List of tasks:
[A] In the thread on solving d/5 = 7 below, rewrite the paragraph that begins "To solve these equations" as a short list that keeps its main points.
[B] Based on the thread on solving d/5 = 7 below, mark each statement yes or no, and back each answer with the deciding words from the thread, quoted exactly.
(i) The first reply assumes the goal is to solve for d.
(ii) One reply says that putting the value of d back into the equation shows the answer is right.
(iii) The first reply says to divide both sides of the equation by 5.
[C] According to the first reply in the thread on solving d/5 = 7 below, what happens to the fives on the left-hand side after both sides are multiplied by 5?

Source:
[BEGIN]
You don't specify in your question but I am assuming that you want to solve for the variable "d". You have the following equation written:

`(d/5)=7`

You need to multiply both sides of the equation by 5 in order to solve for d.

`(d/5)*5=7*5`

The fives cancel each other out on the left hand side, leaving you with only d.

`d=35`

**The solution is d=35.**

**Question:-**

d/5 = 7

**Solution:-**

d/5 = 7

Multiply 5 to both sides, so that the denominator 5 can be cancelled:-

(5) . d/5 = 7. 5

5d/5 = 35

Cancel 5 from LHS, in numerator and denominator, then we get;

d = 35

Hence solved.

Therefore the value of d when inserted in the equation given, will prove that the answer is right.

Like;

d/5 = 7

35/5 = 7

7 = 7

LHS = RHS

Hence Proved that the value of d is correct.

d/5 = 7

In order to solve this we need to isolate the variable d, therefore

d/5 = 7 Multiplying both sides by 5 we get

d/5 * 5 = 7 * 5

**d = 35 Answer.**

Input the value of d in the above equation,

d/5 = 7

35/5 = 7

7 = 7

LHS = RHS

d/5=7

all you have to do it multiply both sides by 5 to get rid of the denominator of 5, the reason you do this is because the opposite of division is subtraction.

`5 xx (d/5)=7 xx 5 `

d =35

d / 5 = 7

To solve these equations , I always remember to do the opposite . For example if it is addition , I would do subtraction . Second you need to always get the variable by itself , which means for this question to get " d " by itself

Now , first you should do the opposite so you should multiply 5 on both sides . By multiplying 5 on both sides , you should get

d = 35 which is answers . As you can see " d " is alone by itself now on the left side of the equation .
[END]
Data lines:
[BEGIN]
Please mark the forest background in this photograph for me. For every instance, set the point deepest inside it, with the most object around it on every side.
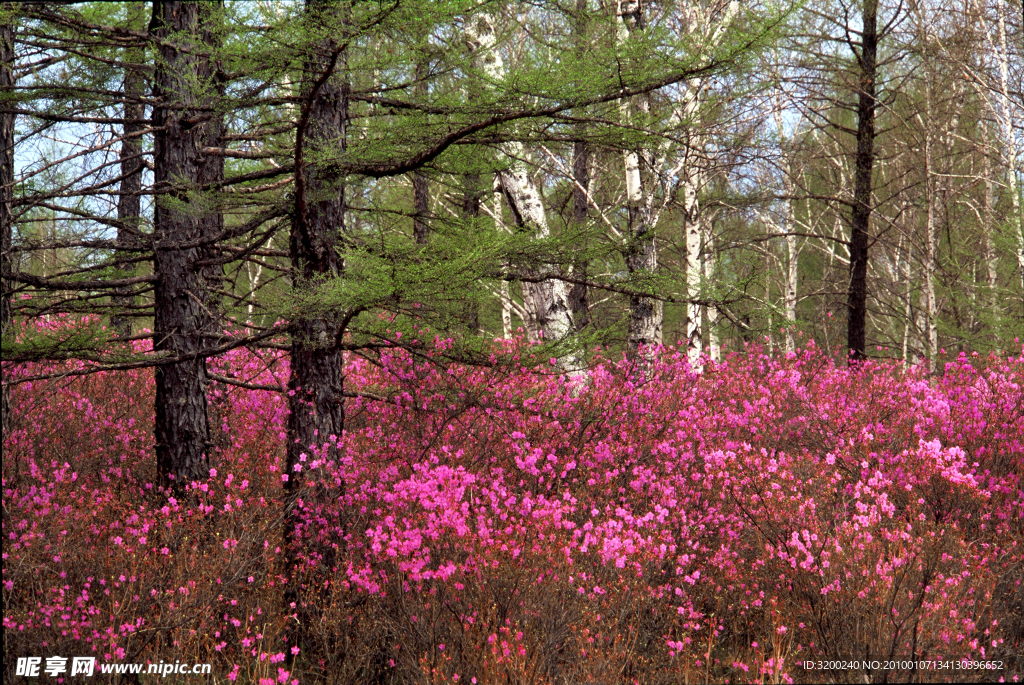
[END]
Problem solutions:
[A]
- Do the opposite operation; for example, use subtraction to undo addition.
- Always get the variable by itself.
- In this question, that means getting "d" alone.

[B]
(i) Yes: "I am assuming that you want to solve for the variable "d""
(ii) Yes: "Therefore the value of d when inserted in the equation given, will prove that the answer is right."
(iii) No: "You need to multiply both sides of the equation by 5 in order to solve for d."

[C] They cancel each other out, leaving only d.